→ Document passage:
┄┄┄┄┄┄┄┄┄┄
How to Spot a Crab Underwater
I fully admit that I probably don’t get most of the crabs I happen to swim by – but that’s because you can’t see them very well!
Crabs will often bury themselves in the sand to catch their prey, which means that unless you freedive with a gardening rake in your hand (highly unadvisable), then you’re going to have to accept that you’ll miss out on most crabs in the water.
However, it’s definitely possible to get your bag limit of crabs in a single dive if you know what to look for when you’re hunting for crabs.
Here’s a few hints on how to spot a crab underwater:
- Crabs will often be partially visible between or wedged partially underneath large rocks and boulders or underneath a bed of seaweed and eel grass
- When Dungeness crabs are scuttling around around 15’ away from you underwater, they tend to look white or gray coloured, not orange or red
- If the viz is really good, you’re in luck, because you can often spot crabs from the surface at 10’-25’ of depth
- If the viz is really bad, then you’re going to have to essentially dive bomb underwater until you hit the ocean floor, and swim around at the bottom until you happen upon a crab or run out of breath (this is real tough, so give yourself a lot of credit for trying at all)
- Crabs will occasionally surprise you by being directly underneath you during a routine dive or they will be sitting on top of a rock at a depth of 5’ – the trick is to always be ready to grab them!
How to Grab Crabs (Without Getting Pinched)
People often ask me whether I’m scared of getting pinched when I pick crabs up while freediving. To be really frank, I’m not scared at all, but maybe I just ate too much crab as a child and am desensitized to how freaky they look.
┄┄┄┄┄┄┄┄┄┄
Stored data entries:
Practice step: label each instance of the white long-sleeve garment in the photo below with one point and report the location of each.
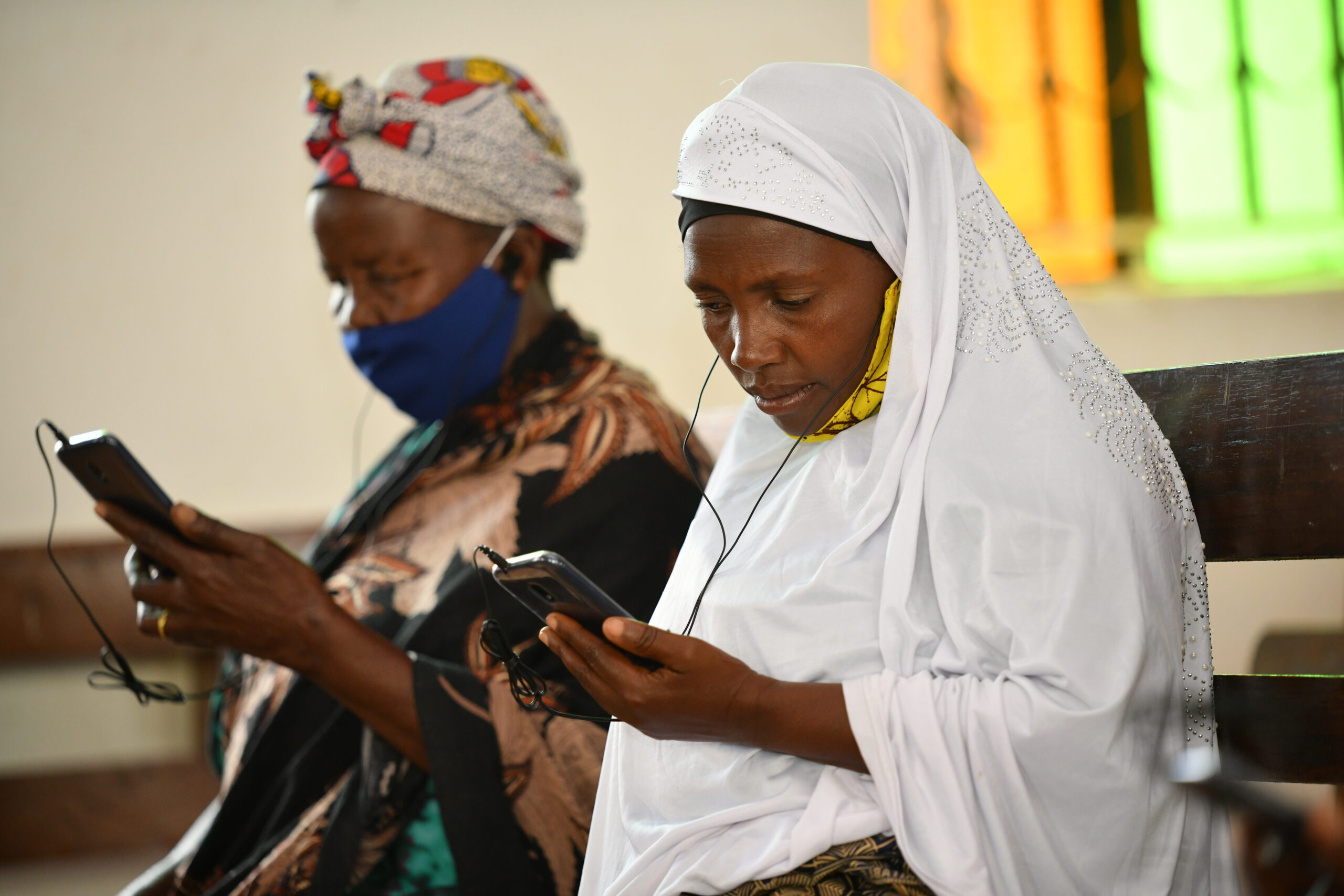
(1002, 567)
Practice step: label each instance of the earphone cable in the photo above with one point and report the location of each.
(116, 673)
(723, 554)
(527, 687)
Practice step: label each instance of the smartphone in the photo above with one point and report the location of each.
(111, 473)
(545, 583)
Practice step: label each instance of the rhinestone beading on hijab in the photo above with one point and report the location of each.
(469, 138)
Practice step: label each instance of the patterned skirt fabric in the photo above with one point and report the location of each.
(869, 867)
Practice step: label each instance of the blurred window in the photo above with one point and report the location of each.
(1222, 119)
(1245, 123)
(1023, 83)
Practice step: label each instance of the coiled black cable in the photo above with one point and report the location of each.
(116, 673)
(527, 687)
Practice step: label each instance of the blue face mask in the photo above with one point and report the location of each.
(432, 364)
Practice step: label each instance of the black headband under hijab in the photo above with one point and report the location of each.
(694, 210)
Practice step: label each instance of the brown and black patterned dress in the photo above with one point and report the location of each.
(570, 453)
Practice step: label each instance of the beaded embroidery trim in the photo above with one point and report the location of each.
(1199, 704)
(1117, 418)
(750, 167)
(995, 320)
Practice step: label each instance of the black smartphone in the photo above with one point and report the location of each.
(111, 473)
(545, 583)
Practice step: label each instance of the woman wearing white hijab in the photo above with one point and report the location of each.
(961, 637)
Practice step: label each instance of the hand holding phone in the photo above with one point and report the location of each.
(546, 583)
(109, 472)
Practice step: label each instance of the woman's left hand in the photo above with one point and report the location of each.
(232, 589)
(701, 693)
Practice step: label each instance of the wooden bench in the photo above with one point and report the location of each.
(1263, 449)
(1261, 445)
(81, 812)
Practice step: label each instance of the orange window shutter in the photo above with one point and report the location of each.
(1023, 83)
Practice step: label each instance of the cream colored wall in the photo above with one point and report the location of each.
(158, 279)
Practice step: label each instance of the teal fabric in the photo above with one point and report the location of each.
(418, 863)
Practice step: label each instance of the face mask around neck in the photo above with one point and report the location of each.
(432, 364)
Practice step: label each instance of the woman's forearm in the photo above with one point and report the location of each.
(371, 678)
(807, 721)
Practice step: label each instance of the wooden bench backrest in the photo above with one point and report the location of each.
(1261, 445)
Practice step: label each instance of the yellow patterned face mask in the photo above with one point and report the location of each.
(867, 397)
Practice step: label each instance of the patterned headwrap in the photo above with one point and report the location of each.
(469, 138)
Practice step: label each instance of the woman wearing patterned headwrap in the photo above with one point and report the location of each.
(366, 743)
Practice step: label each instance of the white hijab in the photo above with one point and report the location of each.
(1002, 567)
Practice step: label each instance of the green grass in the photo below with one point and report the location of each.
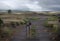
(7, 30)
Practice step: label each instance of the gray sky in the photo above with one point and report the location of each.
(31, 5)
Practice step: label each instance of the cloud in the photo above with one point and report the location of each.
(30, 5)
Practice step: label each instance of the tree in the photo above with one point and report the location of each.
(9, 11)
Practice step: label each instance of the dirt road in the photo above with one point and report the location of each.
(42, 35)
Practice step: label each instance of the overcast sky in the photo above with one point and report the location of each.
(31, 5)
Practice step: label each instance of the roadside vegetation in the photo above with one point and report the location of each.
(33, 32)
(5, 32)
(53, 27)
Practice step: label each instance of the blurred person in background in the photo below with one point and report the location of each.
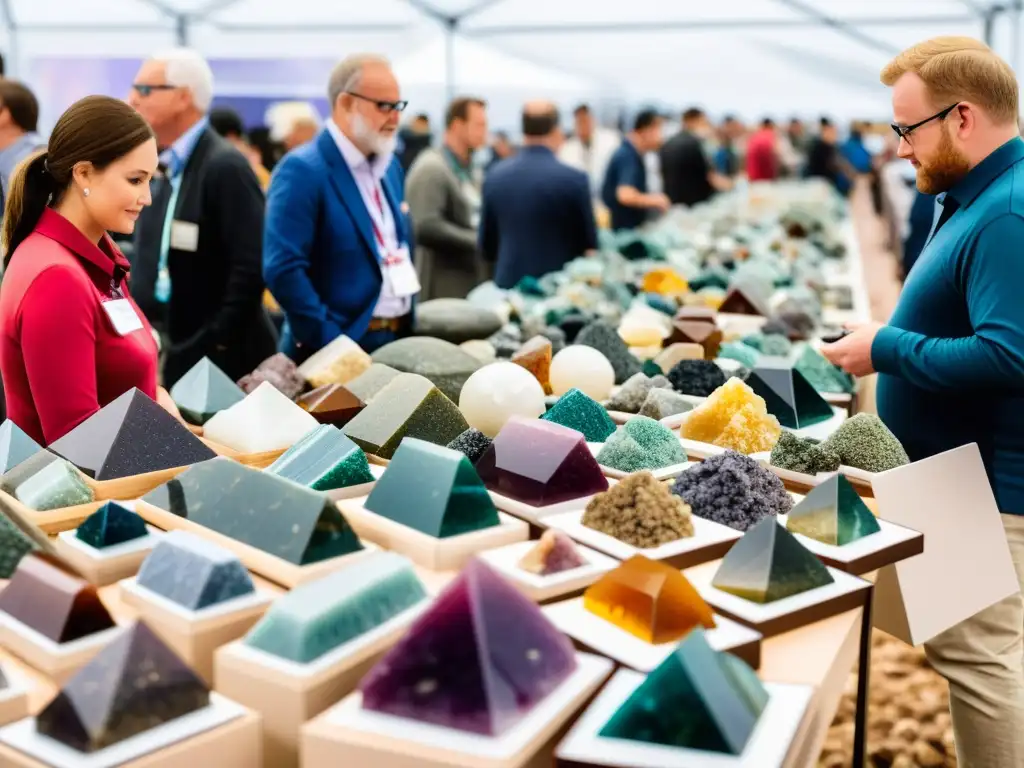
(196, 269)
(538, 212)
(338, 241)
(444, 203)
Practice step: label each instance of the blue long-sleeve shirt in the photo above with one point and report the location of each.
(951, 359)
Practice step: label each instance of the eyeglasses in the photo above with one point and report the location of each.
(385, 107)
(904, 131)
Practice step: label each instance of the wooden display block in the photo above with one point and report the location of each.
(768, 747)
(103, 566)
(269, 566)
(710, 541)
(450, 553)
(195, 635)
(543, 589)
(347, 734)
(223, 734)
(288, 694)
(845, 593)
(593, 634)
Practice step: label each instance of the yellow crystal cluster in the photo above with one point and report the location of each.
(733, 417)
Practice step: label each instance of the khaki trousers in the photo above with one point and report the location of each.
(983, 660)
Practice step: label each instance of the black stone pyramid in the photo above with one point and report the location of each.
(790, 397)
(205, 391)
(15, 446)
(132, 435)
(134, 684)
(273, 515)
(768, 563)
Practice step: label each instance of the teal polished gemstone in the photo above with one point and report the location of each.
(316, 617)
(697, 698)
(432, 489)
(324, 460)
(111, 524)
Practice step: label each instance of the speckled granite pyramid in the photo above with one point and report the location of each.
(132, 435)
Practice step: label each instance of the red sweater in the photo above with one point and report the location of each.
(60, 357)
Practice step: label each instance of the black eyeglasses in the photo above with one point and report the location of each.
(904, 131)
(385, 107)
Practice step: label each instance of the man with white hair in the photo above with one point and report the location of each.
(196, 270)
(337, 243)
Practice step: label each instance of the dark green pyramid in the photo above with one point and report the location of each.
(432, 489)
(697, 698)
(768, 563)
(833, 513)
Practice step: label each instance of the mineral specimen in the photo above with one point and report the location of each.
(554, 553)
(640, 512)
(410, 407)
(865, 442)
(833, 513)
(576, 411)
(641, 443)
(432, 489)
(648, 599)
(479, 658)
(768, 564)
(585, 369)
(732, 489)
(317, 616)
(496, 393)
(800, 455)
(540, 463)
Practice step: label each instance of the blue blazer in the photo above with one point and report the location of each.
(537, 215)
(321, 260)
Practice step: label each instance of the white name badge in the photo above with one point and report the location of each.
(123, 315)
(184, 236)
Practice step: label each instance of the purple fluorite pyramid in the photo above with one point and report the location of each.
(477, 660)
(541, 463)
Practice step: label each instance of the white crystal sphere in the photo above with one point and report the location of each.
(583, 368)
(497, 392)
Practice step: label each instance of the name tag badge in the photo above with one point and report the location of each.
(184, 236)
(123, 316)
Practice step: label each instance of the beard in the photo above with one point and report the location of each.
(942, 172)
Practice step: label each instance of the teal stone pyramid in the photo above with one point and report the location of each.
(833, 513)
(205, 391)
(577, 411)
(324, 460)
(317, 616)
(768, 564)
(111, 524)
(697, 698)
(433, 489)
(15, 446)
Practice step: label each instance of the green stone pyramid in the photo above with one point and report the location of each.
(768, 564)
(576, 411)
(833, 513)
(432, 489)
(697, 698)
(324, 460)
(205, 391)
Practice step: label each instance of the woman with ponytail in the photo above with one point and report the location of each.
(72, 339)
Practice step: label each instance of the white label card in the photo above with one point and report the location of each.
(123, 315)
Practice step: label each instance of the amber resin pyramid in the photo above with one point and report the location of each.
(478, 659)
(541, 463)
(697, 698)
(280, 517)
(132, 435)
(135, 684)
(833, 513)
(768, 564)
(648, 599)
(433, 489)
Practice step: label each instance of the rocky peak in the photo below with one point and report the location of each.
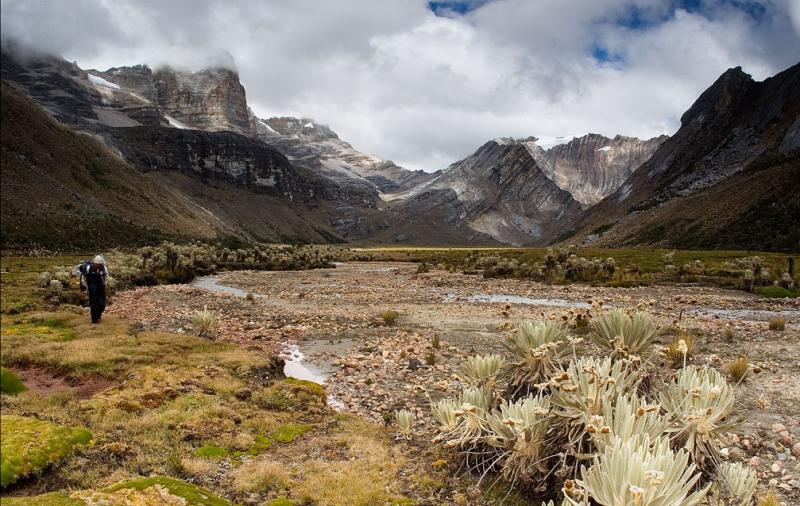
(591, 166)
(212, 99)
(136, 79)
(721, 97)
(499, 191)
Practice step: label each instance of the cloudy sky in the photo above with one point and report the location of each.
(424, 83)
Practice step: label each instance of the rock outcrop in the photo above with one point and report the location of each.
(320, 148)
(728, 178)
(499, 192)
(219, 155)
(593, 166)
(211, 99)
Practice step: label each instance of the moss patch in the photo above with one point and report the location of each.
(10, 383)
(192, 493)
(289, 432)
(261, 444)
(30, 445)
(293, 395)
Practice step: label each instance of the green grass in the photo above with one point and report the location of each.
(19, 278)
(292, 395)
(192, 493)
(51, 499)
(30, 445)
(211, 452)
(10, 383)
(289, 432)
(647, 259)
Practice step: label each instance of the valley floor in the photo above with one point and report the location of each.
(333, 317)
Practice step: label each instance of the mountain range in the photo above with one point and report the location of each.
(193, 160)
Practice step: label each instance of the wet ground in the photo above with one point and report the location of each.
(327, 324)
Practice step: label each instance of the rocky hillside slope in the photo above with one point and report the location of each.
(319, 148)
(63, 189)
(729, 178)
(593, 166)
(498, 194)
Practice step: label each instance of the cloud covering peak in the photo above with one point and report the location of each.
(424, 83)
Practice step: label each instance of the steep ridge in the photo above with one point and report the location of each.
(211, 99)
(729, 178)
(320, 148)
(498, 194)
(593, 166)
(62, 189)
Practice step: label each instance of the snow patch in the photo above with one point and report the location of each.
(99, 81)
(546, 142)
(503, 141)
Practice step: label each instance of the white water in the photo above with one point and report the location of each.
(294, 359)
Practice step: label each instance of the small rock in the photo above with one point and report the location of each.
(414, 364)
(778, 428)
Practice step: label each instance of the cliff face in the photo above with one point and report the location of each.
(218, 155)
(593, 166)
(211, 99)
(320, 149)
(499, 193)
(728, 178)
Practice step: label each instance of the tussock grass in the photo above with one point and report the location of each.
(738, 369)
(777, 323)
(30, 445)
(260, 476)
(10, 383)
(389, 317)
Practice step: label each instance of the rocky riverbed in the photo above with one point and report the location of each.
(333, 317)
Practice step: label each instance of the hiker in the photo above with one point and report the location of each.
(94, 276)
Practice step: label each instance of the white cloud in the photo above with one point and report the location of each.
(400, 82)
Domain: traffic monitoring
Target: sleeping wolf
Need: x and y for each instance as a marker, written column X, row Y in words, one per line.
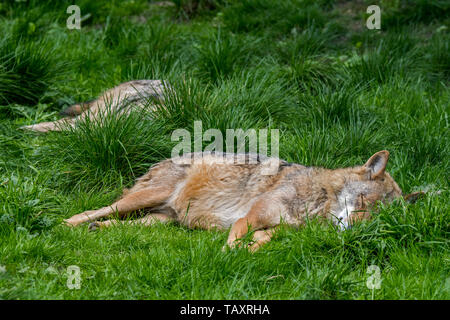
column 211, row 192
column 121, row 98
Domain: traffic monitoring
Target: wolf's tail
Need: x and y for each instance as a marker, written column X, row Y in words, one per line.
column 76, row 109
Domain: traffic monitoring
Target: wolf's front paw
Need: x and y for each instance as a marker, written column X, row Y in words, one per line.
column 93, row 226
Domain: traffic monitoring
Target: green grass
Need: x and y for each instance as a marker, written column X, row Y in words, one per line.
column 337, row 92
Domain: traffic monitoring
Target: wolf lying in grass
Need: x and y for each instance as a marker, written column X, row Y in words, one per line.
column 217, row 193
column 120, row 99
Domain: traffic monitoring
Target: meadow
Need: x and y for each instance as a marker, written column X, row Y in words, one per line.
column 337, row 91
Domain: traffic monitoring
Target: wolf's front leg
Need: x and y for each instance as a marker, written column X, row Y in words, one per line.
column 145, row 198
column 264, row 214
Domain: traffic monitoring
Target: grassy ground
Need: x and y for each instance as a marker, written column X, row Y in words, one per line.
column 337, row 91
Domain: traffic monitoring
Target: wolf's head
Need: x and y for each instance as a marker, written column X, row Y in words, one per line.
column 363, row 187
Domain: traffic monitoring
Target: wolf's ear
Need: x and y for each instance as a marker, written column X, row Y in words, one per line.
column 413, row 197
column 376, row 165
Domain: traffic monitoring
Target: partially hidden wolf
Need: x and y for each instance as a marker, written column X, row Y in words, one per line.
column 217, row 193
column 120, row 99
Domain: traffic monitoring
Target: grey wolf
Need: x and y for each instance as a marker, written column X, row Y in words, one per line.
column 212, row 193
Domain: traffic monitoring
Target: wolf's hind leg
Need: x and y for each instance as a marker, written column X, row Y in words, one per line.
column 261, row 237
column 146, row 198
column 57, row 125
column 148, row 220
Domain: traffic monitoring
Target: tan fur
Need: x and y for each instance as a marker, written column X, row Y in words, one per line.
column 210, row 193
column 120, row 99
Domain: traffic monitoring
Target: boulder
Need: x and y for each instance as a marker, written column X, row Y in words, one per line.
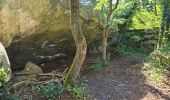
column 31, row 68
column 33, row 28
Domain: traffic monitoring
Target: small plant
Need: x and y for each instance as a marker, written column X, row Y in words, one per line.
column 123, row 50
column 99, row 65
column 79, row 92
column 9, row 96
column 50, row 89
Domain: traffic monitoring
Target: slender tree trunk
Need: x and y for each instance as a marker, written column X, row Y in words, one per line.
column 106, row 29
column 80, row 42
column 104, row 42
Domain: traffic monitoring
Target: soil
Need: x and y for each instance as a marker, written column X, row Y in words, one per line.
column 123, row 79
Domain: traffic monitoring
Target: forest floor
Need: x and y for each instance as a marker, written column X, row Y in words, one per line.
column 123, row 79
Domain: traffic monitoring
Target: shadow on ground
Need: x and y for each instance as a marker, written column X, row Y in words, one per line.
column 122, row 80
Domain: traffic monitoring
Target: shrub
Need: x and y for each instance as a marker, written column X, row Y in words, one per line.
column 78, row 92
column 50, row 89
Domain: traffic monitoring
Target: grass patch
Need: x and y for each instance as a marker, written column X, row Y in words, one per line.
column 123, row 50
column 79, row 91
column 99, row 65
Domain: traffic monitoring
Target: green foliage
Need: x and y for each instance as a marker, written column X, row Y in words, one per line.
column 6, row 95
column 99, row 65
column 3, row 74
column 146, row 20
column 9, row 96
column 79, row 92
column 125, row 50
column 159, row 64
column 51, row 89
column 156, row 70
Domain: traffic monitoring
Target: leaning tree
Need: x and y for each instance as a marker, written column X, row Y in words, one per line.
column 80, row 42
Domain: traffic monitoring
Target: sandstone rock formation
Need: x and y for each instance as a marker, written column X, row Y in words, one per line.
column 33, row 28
┄┄┄┄┄┄┄┄┄┄
→ Problem requirements:
List every color named in the passage on spotting crabs underwater. The stored data entries are not needed for the task.

→ Written response:
White, gray, orange, red